▶ [Your goal]: Please copy the stretch of records from the line that contains "Please indicate the snow bank" through the line that contains "(1076, 749)", both included, word for word.

▶ [Records provided]:
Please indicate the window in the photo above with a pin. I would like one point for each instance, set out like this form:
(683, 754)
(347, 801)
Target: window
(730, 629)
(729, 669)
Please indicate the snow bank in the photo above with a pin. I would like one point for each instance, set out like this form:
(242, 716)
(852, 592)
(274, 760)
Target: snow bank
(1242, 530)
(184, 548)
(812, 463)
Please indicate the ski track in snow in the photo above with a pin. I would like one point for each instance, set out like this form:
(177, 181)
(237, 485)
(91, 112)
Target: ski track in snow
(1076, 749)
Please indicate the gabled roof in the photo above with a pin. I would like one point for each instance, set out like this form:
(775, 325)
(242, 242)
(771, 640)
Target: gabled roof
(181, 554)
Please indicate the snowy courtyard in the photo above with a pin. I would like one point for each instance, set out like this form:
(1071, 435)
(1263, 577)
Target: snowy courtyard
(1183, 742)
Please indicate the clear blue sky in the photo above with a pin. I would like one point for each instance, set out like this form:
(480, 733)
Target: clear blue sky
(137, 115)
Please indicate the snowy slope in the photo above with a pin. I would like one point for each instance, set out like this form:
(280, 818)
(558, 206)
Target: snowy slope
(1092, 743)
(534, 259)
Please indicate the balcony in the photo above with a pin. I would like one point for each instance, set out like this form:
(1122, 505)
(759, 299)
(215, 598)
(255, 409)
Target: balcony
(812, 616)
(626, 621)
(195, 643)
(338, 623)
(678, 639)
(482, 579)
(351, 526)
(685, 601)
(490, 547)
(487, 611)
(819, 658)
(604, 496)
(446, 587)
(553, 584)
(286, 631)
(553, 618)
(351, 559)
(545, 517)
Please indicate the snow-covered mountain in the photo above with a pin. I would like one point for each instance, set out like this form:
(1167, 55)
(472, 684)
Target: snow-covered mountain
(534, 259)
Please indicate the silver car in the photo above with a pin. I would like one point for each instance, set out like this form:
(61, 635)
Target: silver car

▶ [Task result]:
Please indicate the snow bank in the photo above with a pin. I would like one point for each instance, set out like this form:
(242, 716)
(852, 592)
(274, 760)
Target: snow bank
(1242, 530)
(184, 548)
(812, 463)
Please indicate the ski track in snow in the photo above with a pin. I would like one point for each instance, set out like this form:
(177, 181)
(237, 485)
(91, 112)
Target: ski track in snow
(1076, 749)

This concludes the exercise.